Instructions to follow:
Write out, word for word, only the lines from the one containing "Where is each instance of the calm" through the final line of the data.

■ ■ ■ ■ ■ ■ ■

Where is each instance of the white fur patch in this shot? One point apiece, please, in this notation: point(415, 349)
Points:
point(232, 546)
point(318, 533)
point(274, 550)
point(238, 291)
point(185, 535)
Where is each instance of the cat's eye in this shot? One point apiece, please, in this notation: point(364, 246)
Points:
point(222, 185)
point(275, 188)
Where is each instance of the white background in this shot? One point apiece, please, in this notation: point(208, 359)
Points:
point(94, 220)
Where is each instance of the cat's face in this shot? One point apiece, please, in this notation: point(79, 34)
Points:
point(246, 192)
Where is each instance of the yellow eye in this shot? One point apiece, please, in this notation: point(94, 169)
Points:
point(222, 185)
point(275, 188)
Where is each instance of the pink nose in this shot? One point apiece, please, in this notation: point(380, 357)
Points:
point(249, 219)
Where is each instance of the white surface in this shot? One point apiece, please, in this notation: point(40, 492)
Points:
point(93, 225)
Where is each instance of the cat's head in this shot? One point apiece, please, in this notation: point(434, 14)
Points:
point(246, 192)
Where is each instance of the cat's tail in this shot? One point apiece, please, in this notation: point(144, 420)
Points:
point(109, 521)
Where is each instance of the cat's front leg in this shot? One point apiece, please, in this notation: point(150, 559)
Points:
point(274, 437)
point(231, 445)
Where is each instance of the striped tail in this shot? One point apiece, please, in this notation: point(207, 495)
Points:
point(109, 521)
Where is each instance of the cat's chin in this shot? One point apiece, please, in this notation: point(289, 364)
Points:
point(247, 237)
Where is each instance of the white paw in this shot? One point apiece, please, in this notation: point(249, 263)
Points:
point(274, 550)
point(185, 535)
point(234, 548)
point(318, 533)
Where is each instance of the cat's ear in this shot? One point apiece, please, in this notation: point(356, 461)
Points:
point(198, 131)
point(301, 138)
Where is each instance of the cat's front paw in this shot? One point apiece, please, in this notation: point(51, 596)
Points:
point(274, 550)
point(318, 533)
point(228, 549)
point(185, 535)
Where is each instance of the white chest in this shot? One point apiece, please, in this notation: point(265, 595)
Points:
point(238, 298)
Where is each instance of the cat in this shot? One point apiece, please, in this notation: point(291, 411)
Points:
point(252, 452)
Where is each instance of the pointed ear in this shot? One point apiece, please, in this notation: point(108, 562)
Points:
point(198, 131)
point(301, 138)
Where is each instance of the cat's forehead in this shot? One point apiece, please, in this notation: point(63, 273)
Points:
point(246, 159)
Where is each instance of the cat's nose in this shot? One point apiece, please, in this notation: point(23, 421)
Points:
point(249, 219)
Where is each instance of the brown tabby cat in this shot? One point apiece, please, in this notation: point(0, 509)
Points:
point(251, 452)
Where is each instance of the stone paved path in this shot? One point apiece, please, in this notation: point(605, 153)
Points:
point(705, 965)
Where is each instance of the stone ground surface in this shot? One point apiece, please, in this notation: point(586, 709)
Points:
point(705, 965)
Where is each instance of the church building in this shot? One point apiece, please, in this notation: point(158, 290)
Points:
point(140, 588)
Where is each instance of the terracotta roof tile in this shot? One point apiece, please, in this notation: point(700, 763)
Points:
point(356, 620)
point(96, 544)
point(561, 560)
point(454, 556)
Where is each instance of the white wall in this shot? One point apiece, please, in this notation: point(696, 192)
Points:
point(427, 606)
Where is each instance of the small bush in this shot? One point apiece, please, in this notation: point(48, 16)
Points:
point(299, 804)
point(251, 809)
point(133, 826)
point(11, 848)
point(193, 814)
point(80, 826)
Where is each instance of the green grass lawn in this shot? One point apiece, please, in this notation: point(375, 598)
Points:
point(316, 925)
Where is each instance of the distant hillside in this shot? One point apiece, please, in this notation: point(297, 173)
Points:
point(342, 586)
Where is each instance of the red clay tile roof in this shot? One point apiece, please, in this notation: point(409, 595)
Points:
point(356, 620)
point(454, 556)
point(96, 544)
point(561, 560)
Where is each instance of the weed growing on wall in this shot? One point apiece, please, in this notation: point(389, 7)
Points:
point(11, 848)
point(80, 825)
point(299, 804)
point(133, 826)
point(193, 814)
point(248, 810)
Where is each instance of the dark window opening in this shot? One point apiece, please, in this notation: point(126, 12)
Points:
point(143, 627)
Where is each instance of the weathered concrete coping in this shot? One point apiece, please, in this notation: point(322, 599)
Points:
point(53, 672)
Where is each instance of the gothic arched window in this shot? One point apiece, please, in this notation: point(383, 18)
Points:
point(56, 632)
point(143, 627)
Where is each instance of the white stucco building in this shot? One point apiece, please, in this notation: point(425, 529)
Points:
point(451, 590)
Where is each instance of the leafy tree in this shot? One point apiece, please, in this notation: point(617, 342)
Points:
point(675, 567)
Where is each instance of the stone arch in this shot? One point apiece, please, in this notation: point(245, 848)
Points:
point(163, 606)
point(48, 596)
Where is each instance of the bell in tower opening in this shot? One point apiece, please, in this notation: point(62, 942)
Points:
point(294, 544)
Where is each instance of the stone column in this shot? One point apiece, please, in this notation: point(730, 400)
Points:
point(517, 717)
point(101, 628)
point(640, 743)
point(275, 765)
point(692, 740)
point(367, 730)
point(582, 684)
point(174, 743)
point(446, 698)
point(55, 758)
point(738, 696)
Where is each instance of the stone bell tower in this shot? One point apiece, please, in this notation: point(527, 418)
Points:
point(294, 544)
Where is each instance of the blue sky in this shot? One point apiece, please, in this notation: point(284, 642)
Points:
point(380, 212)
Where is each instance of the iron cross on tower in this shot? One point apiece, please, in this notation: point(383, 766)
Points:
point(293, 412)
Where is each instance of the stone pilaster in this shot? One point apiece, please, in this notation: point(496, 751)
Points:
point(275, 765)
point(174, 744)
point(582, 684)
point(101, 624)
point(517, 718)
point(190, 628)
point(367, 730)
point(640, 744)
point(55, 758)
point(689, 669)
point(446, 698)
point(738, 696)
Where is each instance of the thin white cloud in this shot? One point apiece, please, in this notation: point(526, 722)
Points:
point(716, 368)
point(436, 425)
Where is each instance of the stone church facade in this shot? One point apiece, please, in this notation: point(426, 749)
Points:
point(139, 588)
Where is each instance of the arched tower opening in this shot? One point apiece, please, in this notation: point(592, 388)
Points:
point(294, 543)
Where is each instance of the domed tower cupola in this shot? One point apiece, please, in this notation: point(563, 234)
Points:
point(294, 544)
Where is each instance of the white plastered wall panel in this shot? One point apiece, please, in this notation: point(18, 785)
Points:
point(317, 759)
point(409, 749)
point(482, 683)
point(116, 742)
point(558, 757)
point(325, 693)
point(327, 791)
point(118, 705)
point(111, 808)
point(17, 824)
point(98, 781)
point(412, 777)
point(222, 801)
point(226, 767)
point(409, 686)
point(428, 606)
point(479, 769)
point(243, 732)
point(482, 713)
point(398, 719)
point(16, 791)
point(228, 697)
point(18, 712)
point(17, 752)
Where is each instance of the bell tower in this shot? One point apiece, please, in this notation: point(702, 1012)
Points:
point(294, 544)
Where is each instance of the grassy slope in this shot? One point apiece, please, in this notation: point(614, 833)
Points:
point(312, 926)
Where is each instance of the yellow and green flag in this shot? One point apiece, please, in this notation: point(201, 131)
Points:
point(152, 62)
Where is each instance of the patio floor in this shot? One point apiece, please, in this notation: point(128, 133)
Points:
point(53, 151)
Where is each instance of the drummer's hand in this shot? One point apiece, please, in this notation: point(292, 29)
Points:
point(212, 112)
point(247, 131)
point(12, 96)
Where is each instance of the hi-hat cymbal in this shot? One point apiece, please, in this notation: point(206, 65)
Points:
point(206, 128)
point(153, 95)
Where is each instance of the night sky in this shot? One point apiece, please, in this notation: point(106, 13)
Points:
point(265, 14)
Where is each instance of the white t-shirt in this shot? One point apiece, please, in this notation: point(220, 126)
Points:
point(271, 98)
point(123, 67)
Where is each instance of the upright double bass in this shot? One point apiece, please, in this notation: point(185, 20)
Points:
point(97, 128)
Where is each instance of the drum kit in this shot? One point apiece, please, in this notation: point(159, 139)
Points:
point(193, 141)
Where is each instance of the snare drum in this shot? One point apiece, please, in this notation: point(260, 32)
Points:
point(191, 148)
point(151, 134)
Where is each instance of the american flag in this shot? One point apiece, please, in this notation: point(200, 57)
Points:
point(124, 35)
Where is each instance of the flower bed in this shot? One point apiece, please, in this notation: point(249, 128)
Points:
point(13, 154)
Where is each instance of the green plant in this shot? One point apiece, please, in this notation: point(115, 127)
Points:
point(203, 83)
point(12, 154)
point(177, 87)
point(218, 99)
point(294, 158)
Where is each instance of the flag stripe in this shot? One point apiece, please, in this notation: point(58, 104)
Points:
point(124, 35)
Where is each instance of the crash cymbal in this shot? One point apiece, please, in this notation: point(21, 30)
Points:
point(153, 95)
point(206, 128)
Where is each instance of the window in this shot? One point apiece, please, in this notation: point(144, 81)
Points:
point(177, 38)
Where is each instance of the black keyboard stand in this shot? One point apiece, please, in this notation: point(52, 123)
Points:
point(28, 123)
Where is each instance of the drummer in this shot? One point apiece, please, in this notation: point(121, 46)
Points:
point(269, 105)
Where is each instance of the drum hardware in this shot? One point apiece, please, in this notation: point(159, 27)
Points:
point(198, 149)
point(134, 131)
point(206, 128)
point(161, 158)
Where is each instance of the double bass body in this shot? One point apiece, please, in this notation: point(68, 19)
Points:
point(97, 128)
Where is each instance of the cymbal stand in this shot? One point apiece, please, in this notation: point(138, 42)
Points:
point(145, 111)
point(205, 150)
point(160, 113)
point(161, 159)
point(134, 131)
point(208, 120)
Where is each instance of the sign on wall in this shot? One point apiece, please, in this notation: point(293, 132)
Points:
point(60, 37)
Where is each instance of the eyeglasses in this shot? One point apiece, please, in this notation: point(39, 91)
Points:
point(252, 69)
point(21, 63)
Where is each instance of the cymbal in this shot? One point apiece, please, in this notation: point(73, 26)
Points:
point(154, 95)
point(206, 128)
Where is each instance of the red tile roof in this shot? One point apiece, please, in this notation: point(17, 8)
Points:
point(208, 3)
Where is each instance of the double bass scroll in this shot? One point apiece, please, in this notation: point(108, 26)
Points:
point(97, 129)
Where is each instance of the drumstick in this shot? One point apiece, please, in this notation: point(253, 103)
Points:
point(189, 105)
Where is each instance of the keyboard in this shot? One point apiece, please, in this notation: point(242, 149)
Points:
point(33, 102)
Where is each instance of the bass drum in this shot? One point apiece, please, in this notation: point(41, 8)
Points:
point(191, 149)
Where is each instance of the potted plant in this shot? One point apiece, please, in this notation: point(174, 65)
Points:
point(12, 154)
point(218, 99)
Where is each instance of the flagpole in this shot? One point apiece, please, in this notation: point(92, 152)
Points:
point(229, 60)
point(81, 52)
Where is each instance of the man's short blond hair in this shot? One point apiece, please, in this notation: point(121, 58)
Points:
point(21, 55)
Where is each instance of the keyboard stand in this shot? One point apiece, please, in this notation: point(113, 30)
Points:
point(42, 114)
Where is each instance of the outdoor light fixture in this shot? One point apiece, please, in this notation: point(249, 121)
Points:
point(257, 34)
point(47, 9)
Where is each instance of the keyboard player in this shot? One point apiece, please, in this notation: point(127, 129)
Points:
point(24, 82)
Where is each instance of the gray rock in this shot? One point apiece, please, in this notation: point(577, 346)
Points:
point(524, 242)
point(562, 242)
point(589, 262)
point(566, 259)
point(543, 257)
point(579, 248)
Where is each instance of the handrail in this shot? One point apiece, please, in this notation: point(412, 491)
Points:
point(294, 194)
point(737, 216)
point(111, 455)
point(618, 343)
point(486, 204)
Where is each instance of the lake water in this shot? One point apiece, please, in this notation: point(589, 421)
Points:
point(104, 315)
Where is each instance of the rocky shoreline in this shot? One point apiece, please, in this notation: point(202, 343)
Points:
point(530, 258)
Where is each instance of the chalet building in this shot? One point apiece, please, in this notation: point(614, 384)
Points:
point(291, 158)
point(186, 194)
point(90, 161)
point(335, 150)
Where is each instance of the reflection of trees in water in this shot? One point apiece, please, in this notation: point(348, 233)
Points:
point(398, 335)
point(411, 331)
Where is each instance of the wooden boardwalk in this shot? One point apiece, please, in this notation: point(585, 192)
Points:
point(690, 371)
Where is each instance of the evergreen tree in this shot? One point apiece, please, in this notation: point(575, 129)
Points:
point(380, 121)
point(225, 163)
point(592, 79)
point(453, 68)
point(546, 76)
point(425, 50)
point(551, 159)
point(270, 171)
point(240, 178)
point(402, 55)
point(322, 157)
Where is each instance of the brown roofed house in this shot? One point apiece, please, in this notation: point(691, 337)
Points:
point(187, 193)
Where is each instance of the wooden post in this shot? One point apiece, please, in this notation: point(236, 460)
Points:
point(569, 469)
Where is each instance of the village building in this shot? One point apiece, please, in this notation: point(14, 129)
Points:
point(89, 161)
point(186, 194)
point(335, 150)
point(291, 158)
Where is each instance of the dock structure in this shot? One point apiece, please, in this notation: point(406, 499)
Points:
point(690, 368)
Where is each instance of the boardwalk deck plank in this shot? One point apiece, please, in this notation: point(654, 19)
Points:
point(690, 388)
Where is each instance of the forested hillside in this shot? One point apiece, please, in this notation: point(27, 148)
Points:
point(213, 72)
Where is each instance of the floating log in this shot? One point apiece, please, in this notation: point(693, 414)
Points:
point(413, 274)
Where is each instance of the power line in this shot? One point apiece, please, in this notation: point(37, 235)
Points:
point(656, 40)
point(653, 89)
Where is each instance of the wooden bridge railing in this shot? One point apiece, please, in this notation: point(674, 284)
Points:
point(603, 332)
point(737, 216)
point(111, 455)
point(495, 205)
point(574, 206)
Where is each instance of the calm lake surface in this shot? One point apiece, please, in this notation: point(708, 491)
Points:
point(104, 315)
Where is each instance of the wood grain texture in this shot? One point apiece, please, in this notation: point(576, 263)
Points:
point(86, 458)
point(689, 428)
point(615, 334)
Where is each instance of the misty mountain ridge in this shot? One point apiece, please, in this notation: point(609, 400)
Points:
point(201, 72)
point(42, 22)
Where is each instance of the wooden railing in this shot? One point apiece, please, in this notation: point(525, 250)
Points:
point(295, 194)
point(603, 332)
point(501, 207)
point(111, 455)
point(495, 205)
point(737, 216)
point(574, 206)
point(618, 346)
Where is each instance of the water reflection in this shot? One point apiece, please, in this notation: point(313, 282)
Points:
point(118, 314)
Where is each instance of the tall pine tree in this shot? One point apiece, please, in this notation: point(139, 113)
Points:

■ ■ ■ ■ ■ ■ ■

Result for this exercise:
Where is each instance of the calm lake surface in this shot? One point apiece, please, in this notation: point(708, 491)
Points:
point(104, 315)
Where is each instance of the wood grain texture in this shot? One point apiece, please, in this notation: point(576, 263)
Points:
point(86, 458)
point(689, 428)
point(615, 334)
Where is each instance of the misty mountain ridge in this shot? One point apiece, please, in this notation: point(609, 400)
Points:
point(201, 72)
point(42, 22)
Where is each instance of the wooden railing in this shot? One point apiece, please, in this notation: point(525, 250)
Points:
point(295, 194)
point(603, 332)
point(501, 207)
point(111, 455)
point(495, 205)
point(737, 216)
point(574, 206)
point(618, 346)
Where is each instance of the water reflection in this shot? One point apiece, please, in this notation: point(313, 282)
Points:
point(118, 314)
Where is each instance of the tall pine tree in this shot? One point apiece, please, in this notation: point(139, 113)
Points:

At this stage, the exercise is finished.